**** MATERIAL SUPPLIED ****

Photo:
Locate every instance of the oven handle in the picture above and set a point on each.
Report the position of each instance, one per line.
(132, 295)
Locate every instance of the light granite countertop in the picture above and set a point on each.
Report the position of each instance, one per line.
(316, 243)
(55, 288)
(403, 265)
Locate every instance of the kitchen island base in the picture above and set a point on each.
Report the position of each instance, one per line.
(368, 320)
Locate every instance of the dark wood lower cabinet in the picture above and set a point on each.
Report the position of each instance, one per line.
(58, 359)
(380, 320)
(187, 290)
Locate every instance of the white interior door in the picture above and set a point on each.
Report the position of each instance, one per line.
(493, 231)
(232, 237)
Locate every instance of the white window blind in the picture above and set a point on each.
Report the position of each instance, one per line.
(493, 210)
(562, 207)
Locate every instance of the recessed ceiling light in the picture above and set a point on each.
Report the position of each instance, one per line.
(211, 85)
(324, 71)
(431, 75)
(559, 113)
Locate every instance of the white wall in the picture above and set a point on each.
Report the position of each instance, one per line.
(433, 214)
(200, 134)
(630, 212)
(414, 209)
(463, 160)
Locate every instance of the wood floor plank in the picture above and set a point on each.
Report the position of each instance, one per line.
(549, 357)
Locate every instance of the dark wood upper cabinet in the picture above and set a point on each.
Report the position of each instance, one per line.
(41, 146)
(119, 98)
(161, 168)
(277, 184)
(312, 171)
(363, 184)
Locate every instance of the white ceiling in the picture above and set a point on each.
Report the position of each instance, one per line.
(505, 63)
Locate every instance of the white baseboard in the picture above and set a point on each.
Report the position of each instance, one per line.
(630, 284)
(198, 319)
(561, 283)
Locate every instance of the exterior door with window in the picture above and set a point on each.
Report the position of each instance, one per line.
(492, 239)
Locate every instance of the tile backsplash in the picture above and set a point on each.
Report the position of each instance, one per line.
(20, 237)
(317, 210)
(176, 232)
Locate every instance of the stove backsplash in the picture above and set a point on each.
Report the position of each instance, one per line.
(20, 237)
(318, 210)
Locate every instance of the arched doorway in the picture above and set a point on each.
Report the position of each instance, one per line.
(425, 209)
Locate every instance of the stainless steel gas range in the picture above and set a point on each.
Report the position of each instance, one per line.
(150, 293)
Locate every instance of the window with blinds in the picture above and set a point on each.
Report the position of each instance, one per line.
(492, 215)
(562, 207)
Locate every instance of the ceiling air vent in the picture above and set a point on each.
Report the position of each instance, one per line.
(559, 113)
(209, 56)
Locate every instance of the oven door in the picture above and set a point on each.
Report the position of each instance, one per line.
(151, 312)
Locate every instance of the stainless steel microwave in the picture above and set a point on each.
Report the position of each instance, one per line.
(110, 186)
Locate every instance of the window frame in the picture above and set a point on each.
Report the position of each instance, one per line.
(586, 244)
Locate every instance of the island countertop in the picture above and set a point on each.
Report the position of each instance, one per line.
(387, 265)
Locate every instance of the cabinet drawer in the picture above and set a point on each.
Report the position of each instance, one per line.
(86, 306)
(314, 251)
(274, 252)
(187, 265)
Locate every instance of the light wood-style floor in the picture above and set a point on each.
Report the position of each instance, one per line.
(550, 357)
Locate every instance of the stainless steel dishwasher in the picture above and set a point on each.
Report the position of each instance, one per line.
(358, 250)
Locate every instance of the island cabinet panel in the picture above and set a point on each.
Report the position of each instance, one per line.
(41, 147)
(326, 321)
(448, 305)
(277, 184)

****

Write out the whole listing again. Match it word for word.

Photo:
Locate every instance of the oven handle in the picture above and set a point on each.
Report the position of each instance, one per line.
(132, 295)
Locate every instance of the light granite countertop in the picture above and set a point on each.
Report the position of each instance, one per line.
(316, 243)
(55, 288)
(403, 265)
Locate every instance of the kitchen island base in the picture above and set a point on each.
Report the position of each instance, one per line.
(368, 320)
Locate every instance of the dark wood lower cabinet in the picture above and set a point on each.
Report the position of each instance, one per line.
(58, 359)
(380, 320)
(187, 290)
Locate every instance of the white interior door in the picture above and set a point on each.
Report the position of each instance, one per line.
(493, 231)
(232, 237)
Locate every instance of the white window blind in the picture above and set a point on each.
Report the position of each instance, one per line.
(493, 210)
(562, 207)
Locate every instance of the recessed ceiling light in the picture above and set a point on each.
Report the position of each instance, one per line.
(211, 85)
(324, 71)
(431, 75)
(559, 113)
Locate every instance of the white wall in the picture above and set a point on each.
Report the position of each instance, one per line.
(433, 214)
(200, 134)
(630, 212)
(414, 209)
(463, 160)
Locate every instance of the wood floor plank in the picture above and set a point on each.
Report the position of each instance, one per line.
(549, 357)
Locate every instance of the dark wood upper cabinet in the picture above and set a point on each.
Report the position of each instance, one per line.
(41, 146)
(119, 98)
(161, 168)
(277, 184)
(312, 171)
(363, 184)
Locate every instance of the white ceiling in the picture above and set a point on each.
Report the position of each instance, one per line.
(505, 63)
Locate every instance of the white baseboard in the picture above and set a point on each.
Report the position of each instance, one per line.
(630, 284)
(198, 319)
(561, 283)
Locate every instance of the exterior door with window in the picture above and set a point on each.
Report the position of each instance, one per line.
(492, 239)
Locate every instance of the tile backsplash in the picture above and set a point on each.
Report the position of each instance, one per line.
(20, 237)
(317, 210)
(176, 232)
Locate every instance of the stove backsplash in the picture above and set a point on each.
Report the position of each instance, one per line.
(20, 237)
(318, 210)
Locate every instance of the arched doorway in the picture above and set a point on each.
Report the position of each instance, one per line.
(425, 209)
Locate every instance of the stainless steel gas range in the picture above and set a point on each.
Report the position of each instance, one per line.
(150, 293)
Locate every instance of the window with blinds in the picture above and set a point on each.
Report the position of each instance, one per line.
(492, 215)
(562, 207)
Locate every instance of the ceiling air vent in the picture above and set a point on each.
Report the position of each instance, one per line.
(559, 113)
(209, 56)
Locate every instance of the oven door in the picture above and set a point on each.
Report the position of each instance, one per line.
(151, 312)
Locate every instance of the stainless steel microwave in the picture above and set a point on each.
Report the position of each instance, one per line.
(110, 186)
Locate every instance of the window frame in the picture above and set a point on each.
Report the position of each instance, one per line.
(586, 244)
Locate every instance of the island countertop in the picture above and set a point on each.
Report the position of each instance, one per line.
(387, 265)
Locate every instance of the cabinet drawer in the picture above and set a point on each.
Report the position of each instance, one per line.
(86, 306)
(314, 251)
(274, 252)
(187, 265)
Locate every instance of the light wood-style floor in the picture above and set a point on each.
Report the position of each instance, one per line.
(550, 357)
Locate every instance of the stainless steel dishwasher in the picture above and set a point on each.
Report the position of each instance, one per line.
(358, 250)
Locate every instance of the island cabinet panel in the picture above and set a point on each.
Report the position of each instance, one per line.
(41, 147)
(326, 321)
(448, 305)
(277, 184)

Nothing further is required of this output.